**TRY IT:** The result should consist solely of the line containing "formatted like (60,418)" and the lines that follow it below, each reproduced exactly, the last line included.

==== EXTRACTED INFORMATION ====

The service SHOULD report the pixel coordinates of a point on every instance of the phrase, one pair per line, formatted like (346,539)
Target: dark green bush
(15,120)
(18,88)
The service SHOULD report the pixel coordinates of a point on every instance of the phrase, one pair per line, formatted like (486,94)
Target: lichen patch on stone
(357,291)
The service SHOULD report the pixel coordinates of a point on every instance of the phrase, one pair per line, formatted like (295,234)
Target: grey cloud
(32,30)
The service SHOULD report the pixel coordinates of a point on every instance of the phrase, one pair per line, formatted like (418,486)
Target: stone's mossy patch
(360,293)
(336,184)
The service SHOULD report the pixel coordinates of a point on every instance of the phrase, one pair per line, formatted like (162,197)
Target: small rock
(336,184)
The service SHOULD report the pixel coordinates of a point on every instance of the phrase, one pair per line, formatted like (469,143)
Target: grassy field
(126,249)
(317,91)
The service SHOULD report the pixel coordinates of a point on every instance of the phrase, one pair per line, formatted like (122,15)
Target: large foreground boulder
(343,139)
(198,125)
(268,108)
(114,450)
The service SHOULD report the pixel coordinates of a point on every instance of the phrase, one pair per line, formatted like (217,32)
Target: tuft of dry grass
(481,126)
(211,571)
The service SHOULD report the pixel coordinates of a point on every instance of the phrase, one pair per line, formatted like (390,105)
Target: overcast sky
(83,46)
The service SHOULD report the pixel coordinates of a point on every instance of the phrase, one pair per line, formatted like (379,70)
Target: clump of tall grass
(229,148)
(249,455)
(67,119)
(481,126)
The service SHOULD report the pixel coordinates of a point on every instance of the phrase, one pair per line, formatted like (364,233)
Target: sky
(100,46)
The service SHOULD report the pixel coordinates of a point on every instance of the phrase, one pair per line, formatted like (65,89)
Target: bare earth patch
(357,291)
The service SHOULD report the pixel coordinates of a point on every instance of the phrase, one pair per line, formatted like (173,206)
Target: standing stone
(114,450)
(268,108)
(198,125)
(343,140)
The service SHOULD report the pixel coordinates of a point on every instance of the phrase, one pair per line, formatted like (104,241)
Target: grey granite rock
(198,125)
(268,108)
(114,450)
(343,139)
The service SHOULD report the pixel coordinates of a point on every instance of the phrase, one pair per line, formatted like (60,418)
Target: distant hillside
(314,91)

====

**YOUR SOLUTION:**
The service SHOULD report the pixel coordinates of a point on every instance of the phrase, one pair per line, formatted like (60,418)
Target: distant hillside
(314,91)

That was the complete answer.